─── Given data ───
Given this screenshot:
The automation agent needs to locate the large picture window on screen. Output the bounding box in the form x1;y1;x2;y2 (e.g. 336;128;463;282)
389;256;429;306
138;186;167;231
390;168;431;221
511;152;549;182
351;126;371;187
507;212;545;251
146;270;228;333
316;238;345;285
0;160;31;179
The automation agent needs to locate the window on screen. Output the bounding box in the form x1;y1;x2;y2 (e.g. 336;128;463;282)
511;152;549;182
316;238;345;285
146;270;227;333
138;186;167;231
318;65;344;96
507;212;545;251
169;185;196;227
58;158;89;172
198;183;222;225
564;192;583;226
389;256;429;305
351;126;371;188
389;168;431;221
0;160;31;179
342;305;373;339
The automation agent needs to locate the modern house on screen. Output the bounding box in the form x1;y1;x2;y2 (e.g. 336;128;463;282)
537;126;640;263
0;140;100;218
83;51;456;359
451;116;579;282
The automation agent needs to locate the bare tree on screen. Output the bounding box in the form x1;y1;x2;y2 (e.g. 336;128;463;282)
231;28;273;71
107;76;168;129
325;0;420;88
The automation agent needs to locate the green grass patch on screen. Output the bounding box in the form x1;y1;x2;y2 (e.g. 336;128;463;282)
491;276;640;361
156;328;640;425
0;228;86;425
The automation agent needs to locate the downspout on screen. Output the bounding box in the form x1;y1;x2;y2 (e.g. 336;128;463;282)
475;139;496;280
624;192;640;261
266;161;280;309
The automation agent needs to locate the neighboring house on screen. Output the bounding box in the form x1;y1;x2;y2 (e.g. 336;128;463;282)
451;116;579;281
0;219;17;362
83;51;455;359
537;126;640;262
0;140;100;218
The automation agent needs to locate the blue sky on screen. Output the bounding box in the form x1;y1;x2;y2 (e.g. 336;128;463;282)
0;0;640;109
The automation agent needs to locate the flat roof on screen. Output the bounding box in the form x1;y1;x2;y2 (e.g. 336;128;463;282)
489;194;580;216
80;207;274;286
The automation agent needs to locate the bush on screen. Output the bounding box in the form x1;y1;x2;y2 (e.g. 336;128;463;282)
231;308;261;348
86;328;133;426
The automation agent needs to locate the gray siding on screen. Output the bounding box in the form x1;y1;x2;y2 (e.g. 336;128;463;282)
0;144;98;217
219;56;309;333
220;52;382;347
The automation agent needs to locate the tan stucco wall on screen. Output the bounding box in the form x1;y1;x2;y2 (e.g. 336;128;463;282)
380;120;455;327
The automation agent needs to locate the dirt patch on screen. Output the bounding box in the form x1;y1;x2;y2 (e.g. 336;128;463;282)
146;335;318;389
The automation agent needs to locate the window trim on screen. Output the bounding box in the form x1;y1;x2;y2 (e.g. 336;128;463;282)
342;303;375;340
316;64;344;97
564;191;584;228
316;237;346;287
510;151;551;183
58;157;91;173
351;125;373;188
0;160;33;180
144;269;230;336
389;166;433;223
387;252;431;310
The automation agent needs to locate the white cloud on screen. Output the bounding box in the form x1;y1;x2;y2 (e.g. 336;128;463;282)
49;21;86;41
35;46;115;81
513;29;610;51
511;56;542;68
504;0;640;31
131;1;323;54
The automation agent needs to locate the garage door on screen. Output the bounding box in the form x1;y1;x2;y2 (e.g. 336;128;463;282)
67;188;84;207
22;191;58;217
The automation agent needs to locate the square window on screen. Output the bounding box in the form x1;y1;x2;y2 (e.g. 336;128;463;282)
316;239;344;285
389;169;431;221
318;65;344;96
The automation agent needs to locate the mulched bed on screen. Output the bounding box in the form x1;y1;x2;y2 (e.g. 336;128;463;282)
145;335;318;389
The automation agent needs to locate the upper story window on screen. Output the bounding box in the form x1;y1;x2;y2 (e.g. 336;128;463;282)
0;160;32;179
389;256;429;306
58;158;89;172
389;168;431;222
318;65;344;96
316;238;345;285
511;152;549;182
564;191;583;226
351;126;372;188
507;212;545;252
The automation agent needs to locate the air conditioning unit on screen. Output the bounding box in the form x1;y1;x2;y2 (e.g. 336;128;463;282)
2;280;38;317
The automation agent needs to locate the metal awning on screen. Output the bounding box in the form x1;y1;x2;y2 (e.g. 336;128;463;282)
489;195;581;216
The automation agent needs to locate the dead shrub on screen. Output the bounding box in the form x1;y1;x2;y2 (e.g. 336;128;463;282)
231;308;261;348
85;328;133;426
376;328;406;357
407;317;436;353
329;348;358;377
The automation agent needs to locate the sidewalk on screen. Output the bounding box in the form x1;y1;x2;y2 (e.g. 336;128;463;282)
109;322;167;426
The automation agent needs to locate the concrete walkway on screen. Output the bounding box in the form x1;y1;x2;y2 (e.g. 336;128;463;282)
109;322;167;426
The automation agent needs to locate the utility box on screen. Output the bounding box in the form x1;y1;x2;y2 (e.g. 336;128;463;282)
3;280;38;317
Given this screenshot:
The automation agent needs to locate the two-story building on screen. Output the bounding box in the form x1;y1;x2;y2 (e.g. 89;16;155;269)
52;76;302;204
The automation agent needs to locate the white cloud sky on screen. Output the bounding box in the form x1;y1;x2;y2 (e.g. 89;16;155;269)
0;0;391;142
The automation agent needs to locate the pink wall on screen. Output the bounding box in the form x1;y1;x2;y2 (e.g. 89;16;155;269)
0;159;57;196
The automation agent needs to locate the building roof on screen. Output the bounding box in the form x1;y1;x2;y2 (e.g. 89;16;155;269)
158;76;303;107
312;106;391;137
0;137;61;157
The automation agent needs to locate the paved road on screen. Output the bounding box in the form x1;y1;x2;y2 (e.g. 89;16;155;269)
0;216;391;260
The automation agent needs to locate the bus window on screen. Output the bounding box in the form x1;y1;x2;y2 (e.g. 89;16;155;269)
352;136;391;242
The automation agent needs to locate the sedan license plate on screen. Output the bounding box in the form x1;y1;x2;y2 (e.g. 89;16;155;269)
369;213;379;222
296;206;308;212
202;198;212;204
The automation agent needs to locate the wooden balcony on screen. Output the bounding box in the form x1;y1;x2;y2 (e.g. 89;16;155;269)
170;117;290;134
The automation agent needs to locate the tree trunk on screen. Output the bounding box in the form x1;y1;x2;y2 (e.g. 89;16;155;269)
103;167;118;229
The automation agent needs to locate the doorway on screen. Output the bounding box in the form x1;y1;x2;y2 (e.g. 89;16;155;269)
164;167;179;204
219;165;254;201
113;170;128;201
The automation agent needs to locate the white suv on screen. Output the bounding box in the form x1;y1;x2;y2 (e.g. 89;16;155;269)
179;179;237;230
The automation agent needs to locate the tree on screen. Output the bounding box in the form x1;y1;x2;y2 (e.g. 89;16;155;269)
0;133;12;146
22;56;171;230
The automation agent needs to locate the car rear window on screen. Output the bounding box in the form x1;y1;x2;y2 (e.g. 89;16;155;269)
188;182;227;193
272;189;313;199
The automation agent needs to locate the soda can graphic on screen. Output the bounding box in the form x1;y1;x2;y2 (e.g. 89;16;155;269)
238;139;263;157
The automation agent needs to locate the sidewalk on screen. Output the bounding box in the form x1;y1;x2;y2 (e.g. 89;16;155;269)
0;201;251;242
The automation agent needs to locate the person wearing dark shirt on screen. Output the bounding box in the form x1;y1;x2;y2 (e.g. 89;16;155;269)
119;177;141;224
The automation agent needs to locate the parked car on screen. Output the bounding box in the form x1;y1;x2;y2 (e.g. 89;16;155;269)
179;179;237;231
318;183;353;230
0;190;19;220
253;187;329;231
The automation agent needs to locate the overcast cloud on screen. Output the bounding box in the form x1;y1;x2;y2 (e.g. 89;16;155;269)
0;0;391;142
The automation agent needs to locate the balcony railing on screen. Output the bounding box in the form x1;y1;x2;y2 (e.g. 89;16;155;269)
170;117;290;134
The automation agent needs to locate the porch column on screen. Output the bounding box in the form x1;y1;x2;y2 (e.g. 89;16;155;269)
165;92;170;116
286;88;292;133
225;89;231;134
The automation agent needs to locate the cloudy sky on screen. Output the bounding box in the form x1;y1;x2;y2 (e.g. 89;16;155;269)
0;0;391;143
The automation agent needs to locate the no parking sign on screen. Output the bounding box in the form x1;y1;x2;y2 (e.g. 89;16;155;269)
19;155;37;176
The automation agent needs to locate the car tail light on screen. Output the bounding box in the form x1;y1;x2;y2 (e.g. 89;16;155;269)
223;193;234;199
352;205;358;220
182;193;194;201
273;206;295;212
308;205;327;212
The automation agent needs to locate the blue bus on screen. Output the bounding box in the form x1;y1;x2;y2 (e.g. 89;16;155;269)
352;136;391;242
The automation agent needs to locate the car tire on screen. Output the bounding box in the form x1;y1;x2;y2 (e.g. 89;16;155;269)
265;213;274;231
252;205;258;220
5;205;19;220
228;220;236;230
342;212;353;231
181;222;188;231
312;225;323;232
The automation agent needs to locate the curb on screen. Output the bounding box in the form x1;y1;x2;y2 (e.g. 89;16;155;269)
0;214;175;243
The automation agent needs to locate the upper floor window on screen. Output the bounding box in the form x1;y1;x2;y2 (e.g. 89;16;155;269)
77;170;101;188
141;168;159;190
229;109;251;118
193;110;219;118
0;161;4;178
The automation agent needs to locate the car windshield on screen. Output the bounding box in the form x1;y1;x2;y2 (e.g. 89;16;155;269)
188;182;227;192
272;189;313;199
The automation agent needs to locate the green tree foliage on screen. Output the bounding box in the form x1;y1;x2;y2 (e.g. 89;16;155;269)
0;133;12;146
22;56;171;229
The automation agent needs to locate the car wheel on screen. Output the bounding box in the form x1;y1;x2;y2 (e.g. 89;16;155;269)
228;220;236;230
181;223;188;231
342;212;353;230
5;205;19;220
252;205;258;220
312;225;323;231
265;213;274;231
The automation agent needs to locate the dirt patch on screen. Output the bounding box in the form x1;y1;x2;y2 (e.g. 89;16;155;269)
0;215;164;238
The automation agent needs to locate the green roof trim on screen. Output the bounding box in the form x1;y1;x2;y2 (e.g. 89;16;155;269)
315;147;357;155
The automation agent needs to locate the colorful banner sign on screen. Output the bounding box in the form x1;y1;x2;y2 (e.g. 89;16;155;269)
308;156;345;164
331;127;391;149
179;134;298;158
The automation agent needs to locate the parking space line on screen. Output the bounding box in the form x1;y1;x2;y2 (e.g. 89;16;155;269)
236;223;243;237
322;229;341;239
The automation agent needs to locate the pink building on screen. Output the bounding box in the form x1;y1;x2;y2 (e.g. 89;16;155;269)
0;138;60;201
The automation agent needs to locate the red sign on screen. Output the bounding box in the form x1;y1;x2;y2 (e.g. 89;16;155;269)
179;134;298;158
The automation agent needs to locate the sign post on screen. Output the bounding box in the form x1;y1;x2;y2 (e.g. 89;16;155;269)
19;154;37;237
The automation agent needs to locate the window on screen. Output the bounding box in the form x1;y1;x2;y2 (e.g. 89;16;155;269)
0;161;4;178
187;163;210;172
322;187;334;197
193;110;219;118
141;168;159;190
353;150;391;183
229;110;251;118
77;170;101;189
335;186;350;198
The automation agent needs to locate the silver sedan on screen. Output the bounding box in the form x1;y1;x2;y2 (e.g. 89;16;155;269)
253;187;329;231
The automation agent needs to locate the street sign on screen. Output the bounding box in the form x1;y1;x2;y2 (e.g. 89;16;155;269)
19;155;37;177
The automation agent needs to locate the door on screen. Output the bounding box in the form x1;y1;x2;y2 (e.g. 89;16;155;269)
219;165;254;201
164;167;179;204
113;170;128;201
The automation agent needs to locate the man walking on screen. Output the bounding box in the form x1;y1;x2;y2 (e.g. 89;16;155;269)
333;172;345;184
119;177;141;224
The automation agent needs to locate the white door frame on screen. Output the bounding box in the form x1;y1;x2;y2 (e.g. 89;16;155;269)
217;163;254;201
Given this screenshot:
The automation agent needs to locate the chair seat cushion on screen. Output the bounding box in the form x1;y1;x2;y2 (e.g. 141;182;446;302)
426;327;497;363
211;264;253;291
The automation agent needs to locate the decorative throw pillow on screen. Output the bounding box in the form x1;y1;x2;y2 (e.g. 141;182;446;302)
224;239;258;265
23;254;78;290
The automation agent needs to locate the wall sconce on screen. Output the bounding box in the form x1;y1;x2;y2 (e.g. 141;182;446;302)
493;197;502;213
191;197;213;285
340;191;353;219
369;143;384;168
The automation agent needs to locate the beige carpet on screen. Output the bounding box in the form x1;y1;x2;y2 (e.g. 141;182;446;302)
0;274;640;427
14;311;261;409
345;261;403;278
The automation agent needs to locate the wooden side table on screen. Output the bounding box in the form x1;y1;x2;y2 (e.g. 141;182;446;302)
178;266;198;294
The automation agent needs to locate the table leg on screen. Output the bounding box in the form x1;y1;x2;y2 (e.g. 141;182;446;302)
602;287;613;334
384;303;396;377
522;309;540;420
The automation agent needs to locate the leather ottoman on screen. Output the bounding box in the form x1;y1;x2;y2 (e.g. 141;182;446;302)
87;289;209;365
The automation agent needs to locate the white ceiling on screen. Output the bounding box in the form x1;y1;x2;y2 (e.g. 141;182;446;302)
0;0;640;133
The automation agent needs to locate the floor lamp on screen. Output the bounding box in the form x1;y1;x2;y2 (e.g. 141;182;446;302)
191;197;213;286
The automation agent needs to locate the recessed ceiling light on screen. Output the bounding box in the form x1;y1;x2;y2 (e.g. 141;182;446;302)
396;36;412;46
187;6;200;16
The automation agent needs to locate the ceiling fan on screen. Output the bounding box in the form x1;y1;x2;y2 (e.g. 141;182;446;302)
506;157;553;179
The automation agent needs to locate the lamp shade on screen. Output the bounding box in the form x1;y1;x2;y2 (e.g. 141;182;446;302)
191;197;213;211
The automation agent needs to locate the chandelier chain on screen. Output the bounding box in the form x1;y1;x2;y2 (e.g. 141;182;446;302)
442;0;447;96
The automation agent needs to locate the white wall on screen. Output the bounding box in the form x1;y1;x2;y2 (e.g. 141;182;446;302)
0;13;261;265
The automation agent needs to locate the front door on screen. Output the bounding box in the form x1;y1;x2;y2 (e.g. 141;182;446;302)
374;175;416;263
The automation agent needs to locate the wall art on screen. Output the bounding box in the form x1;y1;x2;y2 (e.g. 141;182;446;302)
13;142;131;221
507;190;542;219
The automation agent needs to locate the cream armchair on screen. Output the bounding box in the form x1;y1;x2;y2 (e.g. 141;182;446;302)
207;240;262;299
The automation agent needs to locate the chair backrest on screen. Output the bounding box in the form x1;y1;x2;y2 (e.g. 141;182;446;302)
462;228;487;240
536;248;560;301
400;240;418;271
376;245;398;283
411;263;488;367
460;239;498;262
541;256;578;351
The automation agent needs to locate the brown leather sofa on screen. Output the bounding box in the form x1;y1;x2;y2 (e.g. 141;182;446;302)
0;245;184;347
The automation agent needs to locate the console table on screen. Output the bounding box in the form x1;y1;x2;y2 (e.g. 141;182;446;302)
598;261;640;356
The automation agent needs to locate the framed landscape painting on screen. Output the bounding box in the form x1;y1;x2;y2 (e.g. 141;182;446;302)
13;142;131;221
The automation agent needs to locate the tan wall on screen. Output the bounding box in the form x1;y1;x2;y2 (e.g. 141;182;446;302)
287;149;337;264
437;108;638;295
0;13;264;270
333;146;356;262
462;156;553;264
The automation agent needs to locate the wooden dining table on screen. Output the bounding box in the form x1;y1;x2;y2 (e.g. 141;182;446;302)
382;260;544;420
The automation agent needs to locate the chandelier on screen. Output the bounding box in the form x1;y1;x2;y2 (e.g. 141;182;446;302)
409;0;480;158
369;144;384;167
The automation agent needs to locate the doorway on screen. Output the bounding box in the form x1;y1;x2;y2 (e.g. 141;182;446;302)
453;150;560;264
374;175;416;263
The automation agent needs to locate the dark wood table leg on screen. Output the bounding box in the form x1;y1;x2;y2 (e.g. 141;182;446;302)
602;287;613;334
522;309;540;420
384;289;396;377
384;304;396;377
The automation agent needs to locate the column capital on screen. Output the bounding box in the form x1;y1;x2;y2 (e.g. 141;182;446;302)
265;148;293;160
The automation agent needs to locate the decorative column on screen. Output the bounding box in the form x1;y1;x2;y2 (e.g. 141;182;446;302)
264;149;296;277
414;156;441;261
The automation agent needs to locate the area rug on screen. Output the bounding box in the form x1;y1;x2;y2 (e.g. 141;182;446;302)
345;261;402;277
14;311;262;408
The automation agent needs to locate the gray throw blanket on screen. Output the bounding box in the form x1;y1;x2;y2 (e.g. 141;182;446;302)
───
Reproduce the listing starting with the line that contains "The automation agent needs to locate the dark" and continuing through the line that contains "14;311;262;408", substituting "woven rug" for "area rug" and leaving everything else unchanged.

The automation agent needs to locate the dark wood table leg on screen. Output the bounding box in the form x1;y1;x2;y2 (e.g. 141;182;446;302)
602;287;613;334
522;309;540;420
384;289;396;377
384;304;396;377
The automation agent needs to locate the column capital on screen. Output the bounding box in the form x1;y1;x2;y2 (e.g. 141;182;446;302)
265;148;293;160
The automation agent needs to locate the decorative column on screen. Output the bounding box in the form x1;y1;x2;y2 (e.g. 141;182;446;302)
264;149;296;277
414;156;441;261
The automation agent needs to locate the woven rug on screen. Output the bounding box in the form x1;y1;x2;y2 (e.g. 141;182;446;302)
345;261;402;277
14;311;262;408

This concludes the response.